Can you set out every line of the records below as a JSON list of strings, one string per line, with blank lines dropped? Leave the pictures out of your answer.

[START OF SUPPLIED DATA]

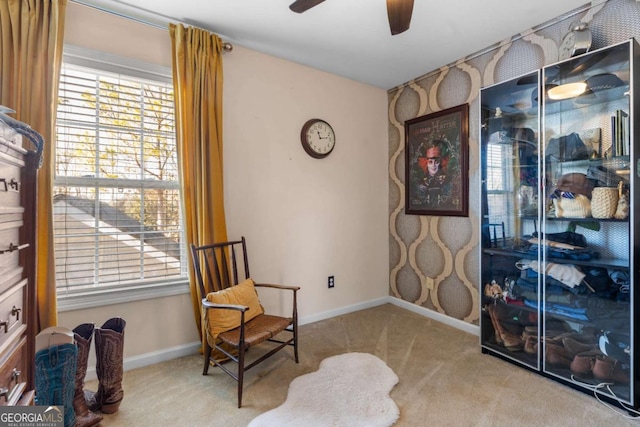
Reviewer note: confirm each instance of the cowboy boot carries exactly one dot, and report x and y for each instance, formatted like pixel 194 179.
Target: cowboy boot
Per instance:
pixel 84 417
pixel 511 342
pixel 54 378
pixel 497 337
pixel 109 368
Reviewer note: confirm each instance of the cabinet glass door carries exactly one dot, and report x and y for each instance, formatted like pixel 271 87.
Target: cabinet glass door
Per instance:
pixel 586 244
pixel 510 192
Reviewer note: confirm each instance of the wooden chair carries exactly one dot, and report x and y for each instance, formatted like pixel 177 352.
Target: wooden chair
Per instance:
pixel 216 268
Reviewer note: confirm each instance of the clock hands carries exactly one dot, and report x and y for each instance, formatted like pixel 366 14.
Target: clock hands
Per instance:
pixel 322 137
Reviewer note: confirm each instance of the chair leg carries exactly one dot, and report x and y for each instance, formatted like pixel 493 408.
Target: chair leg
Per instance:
pixel 207 356
pixel 240 373
pixel 295 342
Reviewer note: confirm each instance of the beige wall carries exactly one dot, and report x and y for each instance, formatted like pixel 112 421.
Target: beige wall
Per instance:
pixel 445 249
pixel 304 219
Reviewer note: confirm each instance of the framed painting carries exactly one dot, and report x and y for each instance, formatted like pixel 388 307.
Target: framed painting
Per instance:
pixel 437 163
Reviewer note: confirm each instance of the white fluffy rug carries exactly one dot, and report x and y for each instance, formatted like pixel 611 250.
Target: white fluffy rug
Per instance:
pixel 350 390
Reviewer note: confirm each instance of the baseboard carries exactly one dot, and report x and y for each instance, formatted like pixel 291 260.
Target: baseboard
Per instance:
pixel 442 318
pixel 342 310
pixel 153 357
pixel 164 355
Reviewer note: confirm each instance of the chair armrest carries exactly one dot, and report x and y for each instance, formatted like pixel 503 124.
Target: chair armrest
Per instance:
pixel 208 304
pixel 285 287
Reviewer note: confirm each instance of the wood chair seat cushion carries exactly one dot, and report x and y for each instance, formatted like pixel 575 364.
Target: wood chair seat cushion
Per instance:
pixel 257 330
pixel 219 320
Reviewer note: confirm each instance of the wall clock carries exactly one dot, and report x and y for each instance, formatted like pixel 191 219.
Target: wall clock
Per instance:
pixel 576 41
pixel 318 138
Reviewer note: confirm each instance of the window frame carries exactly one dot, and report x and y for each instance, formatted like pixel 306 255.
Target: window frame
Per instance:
pixel 118 294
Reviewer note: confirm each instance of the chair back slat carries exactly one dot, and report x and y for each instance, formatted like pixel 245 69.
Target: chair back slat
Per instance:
pixel 216 265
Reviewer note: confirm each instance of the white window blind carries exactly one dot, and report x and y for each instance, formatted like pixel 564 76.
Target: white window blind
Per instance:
pixel 116 197
pixel 500 185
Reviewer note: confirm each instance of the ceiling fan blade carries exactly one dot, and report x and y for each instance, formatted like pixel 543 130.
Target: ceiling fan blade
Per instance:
pixel 300 6
pixel 399 12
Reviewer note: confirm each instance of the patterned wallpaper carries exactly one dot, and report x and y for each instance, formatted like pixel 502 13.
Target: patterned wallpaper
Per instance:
pixel 434 261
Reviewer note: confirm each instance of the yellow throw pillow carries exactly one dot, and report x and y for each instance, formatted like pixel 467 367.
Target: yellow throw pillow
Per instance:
pixel 220 320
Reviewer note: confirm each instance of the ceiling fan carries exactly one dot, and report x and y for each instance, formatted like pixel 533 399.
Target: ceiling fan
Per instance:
pixel 399 12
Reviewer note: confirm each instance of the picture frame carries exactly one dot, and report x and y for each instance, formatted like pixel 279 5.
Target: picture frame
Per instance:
pixel 437 163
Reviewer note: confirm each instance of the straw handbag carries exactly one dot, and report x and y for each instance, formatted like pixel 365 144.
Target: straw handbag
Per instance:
pixel 604 202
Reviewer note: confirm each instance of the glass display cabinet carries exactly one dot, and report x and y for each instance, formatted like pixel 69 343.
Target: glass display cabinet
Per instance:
pixel 559 177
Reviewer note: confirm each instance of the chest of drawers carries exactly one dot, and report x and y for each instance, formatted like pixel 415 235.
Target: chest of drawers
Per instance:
pixel 17 269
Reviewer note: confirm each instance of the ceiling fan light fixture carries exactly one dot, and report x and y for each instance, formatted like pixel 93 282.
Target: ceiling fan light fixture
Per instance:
pixel 567 90
pixel 300 6
pixel 399 12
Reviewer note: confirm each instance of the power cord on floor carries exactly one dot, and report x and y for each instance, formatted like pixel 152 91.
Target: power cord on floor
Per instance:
pixel 607 386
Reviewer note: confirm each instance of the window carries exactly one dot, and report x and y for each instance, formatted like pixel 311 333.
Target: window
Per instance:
pixel 500 185
pixel 117 215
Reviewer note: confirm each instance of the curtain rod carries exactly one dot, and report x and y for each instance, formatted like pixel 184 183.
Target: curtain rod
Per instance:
pixel 226 46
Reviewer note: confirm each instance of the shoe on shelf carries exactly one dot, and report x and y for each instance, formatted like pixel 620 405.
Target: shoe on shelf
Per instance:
pixel 574 347
pixel 607 369
pixel 555 355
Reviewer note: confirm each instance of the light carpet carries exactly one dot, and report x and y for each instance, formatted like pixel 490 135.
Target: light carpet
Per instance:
pixel 350 389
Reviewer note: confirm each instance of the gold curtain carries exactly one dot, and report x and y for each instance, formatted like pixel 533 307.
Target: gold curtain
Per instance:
pixel 31 36
pixel 197 81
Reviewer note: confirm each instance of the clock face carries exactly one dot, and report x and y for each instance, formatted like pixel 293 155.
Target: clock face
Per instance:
pixel 318 138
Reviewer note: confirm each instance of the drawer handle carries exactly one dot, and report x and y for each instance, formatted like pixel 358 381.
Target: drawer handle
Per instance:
pixel 15 376
pixel 13 247
pixel 15 311
pixel 12 185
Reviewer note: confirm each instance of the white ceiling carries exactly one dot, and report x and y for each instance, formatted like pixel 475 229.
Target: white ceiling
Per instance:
pixel 351 38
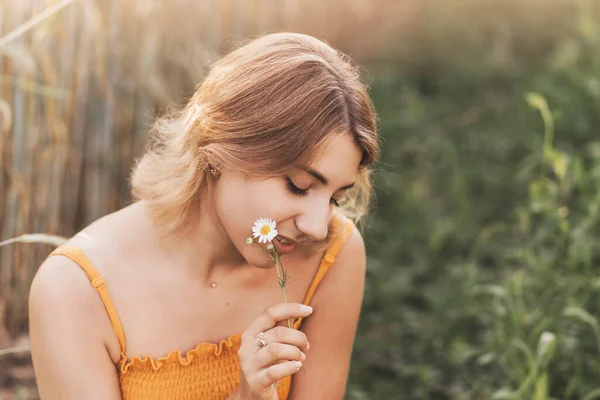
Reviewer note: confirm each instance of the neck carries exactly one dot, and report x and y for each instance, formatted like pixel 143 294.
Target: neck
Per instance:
pixel 206 253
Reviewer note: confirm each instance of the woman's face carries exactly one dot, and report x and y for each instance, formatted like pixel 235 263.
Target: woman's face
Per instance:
pixel 300 203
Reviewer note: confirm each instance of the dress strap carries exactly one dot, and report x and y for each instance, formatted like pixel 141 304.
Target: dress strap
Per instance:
pixel 344 226
pixel 98 283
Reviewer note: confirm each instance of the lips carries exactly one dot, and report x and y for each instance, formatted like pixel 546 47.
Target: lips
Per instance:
pixel 291 242
pixel 284 248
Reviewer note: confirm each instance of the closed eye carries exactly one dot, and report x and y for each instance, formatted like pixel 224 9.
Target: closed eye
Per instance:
pixel 295 190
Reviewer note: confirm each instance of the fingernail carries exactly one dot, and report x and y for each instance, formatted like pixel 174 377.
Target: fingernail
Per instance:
pixel 307 309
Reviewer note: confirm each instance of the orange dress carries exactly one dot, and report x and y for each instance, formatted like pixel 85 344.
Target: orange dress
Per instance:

[END OF SUPPLIED DATA]

§ SOLUTION FOR THIS PROBLEM
[
  "Reviewer note: confirm each instance of the cowboy boot carries exactly one dot, and report x and y for each instance, formatted like pixel 194 179.",
  "Target: cowboy boot",
  "Per instance:",
  "pixel 84 417",
  "pixel 511 342",
  "pixel 54 378",
  "pixel 497 337",
  "pixel 109 368",
  "Reviewer note: confirm each instance of the cabinet glass door carries exactly one dot, and report x and y for each instance, formatted like pixel 271 87.",
  "Target: cabinet glass door",
  "Per instance:",
  "pixel 586 244",
  "pixel 510 192",
  "Reviewer note: confirm each instance of the wooden chair carries exactly one dot, and report x and y for each instance, formatted like pixel 177 352.",
  "Target: wooden chair",
  "Per instance:",
  "pixel 216 268",
  "Reviewer note: confirm each instance of the clock hands carries exactly one dot, and report x and y for each instance, formatted like pixel 366 14.",
  "Target: clock hands",
  "Per instance:",
  "pixel 322 137",
  "Reviewer note: confirm each instance of the chair leg carries exactly one dot, and report x and y for each instance, formatted like pixel 493 408.",
  "Target: chair leg",
  "Per instance:",
  "pixel 207 356",
  "pixel 240 373",
  "pixel 295 342",
  "Reviewer note: confirm each instance of the beige wall carries exactly one dot, and report x and y for each instance, formatted like pixel 112 421.",
  "Target: beige wall",
  "Per instance:",
  "pixel 445 249",
  "pixel 304 219",
  "Reviewer note: confirm each instance of the framed painting carries exactly one dot, and report x and y for each instance, formatted like pixel 388 307.",
  "Target: framed painting",
  "Per instance:",
  "pixel 437 163",
  "Reviewer note: confirm each instance of the white fluffy rug carries exactly one dot, and report x and y for each instance, formatted like pixel 611 250.",
  "Target: white fluffy rug",
  "Per instance:",
  "pixel 350 390",
  "Reviewer note: confirm each instance of the baseboard carries exactly one dot, and report x and y for each instance, formatted like pixel 291 260.",
  "Target: baseboard",
  "Per instance:",
  "pixel 442 318",
  "pixel 342 310",
  "pixel 153 357",
  "pixel 164 355",
  "Reviewer note: confirm each instance of the chair armrest carries exactly one dot, and report x and y for each instance, formatted like pixel 503 124.",
  "Target: chair armrest",
  "Per instance:",
  "pixel 208 304",
  "pixel 285 287",
  "Reviewer note: confirm each instance of the wood chair seat cushion carries exactly one dot, and report x and y for each instance, formatted like pixel 575 364.",
  "Target: wood chair seat cushion",
  "Per instance:",
  "pixel 257 330",
  "pixel 219 320",
  "Reviewer note: confirm each instance of the wall clock carries exactly one dot, and report x and y for each instance, formatted like pixel 191 219.",
  "Target: wall clock",
  "Per instance:",
  "pixel 576 41",
  "pixel 318 138",
  "Reviewer note: confirm each instance of the window frame carries exactly one dot, and report x and y for each instance, formatted like pixel 306 255.",
  "Target: window frame",
  "Per instance:",
  "pixel 118 294",
  "Reviewer note: confirm each instance of the chair back slat carries exactly one dot, and report x and y for each instance, formatted like pixel 245 69.",
  "Target: chair back slat",
  "Per instance:",
  "pixel 216 265",
  "Reviewer note: confirm each instance of the white window blind carries exactly one dot, and report x and y for each instance, formatted like pixel 564 76.",
  "Target: white window blind",
  "Per instance:",
  "pixel 116 197",
  "pixel 500 185",
  "Reviewer note: confirm each instance of the ceiling fan blade carries exactly one dot, and report x and y for each instance, formatted like pixel 543 130.",
  "Target: ceiling fan blade",
  "Per instance:",
  "pixel 300 6",
  "pixel 399 12",
  "Reviewer note: confirm each instance of the patterned wallpaper carries exactly one dot, and report x and y for each instance, formatted like pixel 502 13.",
  "Target: patterned wallpaper",
  "Per instance:",
  "pixel 434 261",
  "Reviewer note: confirm each instance of the yellow throw pillow carries exactly one dot, and report x and y for each instance, formatted like pixel 467 367.",
  "Target: yellow throw pillow",
  "Per instance:",
  "pixel 220 320",
  "Reviewer note: confirm each instance of the ceiling fan carries exactly one dot, and report x and y for each instance, formatted like pixel 533 399.",
  "Target: ceiling fan",
  "Per instance:",
  "pixel 399 12",
  "Reviewer note: confirm each instance of the picture frame carries exactly one dot, and report x and y for each instance, formatted like pixel 279 5.",
  "Target: picture frame",
  "Per instance:",
  "pixel 437 163",
  "Reviewer note: confirm each instance of the straw handbag carries exactly one dot, and report x and y for each instance, formatted like pixel 365 144.",
  "Target: straw handbag",
  "Per instance:",
  "pixel 604 202",
  "Reviewer note: confirm each instance of the glass display cabinet carries exactly one dot, and report x and y for each instance, formatted like pixel 69 343.",
  "Target: glass display cabinet",
  "Per instance:",
  "pixel 559 177",
  "Reviewer note: confirm each instance of the chest of drawers carries exactly one dot, and report x and y for each instance, formatted like pixel 415 235.",
  "Target: chest of drawers",
  "Per instance:",
  "pixel 17 269",
  "Reviewer note: confirm each instance of the ceiling fan light fixture carries exactly one dot, and report x and y for each instance, formatted like pixel 93 282.",
  "Target: ceiling fan light fixture",
  "Per instance:",
  "pixel 567 90",
  "pixel 300 6",
  "pixel 399 12",
  "Reviewer note: confirm each instance of the power cord on floor carries exactly one dot, and report x and y for each instance, formatted like pixel 152 91.",
  "Target: power cord on floor",
  "Per instance:",
  "pixel 607 386",
  "Reviewer note: confirm each instance of the window carries exactly one dot, and report x and y for each instance, formatted like pixel 311 333.",
  "Target: window",
  "Per instance:",
  "pixel 500 185",
  "pixel 117 215",
  "Reviewer note: confirm each instance of the curtain rod carries exactly one dot, and report x and y for each instance, formatted like pixel 184 183.",
  "Target: curtain rod",
  "Per instance:",
  "pixel 226 46",
  "Reviewer note: confirm each instance of the shoe on shelf carries exactly one dot, and report x and y for each instance, formatted like pixel 620 405.",
  "Target: shoe on shelf",
  "Per instance:",
  "pixel 574 347",
  "pixel 607 369",
  "pixel 555 355",
  "Reviewer note: confirm each instance of the light carpet carries exactly one dot, and report x and y for each instance, formatted like pixel 490 135.",
  "Target: light carpet",
  "Per instance:",
  "pixel 350 389",
  "Reviewer note: confirm each instance of the gold curtain carries exactly one dot, and report x and y for each instance, formatted like pixel 533 307.",
  "Target: gold curtain",
  "Per instance:",
  "pixel 31 36",
  "pixel 197 81",
  "Reviewer note: confirm each instance of the clock face carries exactly one dot, and report x and y for each instance, formatted like pixel 293 155.",
  "Target: clock face",
  "Per instance:",
  "pixel 318 138",
  "Reviewer note: confirm each instance of the drawer handle carries exactly one dot, and report x and y for each instance, formatted like pixel 358 381.",
  "Target: drawer handle",
  "Per instance:",
  "pixel 15 376",
  "pixel 13 247",
  "pixel 15 311",
  "pixel 12 185",
  "Reviewer note: confirm each instance of the white ceiling carries exactly one dot, and report x and y for each instance, formatted like pixel 475 229.",
  "Target: white ceiling",
  "Per instance:",
  "pixel 351 38",
  "Reviewer note: confirm each instance of the neck carries exactly one dot, and report x and y for each instance, formatted like pixel 143 294.",
  "Target: neck",
  "Per instance:",
  "pixel 206 253",
  "Reviewer note: confirm each instance of the woman's face carries exactly one dot, and report x and y for each instance, formatted like pixel 235 263.",
  "Target: woman's face",
  "Per instance:",
  "pixel 300 203",
  "Reviewer note: confirm each instance of the dress strap carries exactly one dot, and report x and y for each instance, formatted like pixel 141 304.",
  "Target: dress strap",
  "Per instance:",
  "pixel 344 226",
  "pixel 98 283",
  "Reviewer note: confirm each instance of the lips carries exactly one dot, and report x and y for each instance, formatted like pixel 546 47.",
  "Target: lips",
  "Per instance:",
  "pixel 291 242",
  "pixel 284 248",
  "Reviewer note: confirm each instance of the closed eye carries exactly one dot, and report x and y for each instance, formatted like pixel 224 9.",
  "Target: closed eye",
  "Per instance:",
  "pixel 295 190",
  "Reviewer note: confirm each instance of the fingernail carries exactly one dot, and report x and y for each instance, formatted like pixel 174 377.",
  "Target: fingernail",
  "Per instance:",
  "pixel 307 309",
  "Reviewer note: confirm each instance of the orange dress carries exactly one dot, and report x and y for each instance, formatted like pixel 85 344.",
  "Target: orange dress",
  "Per instance:"
]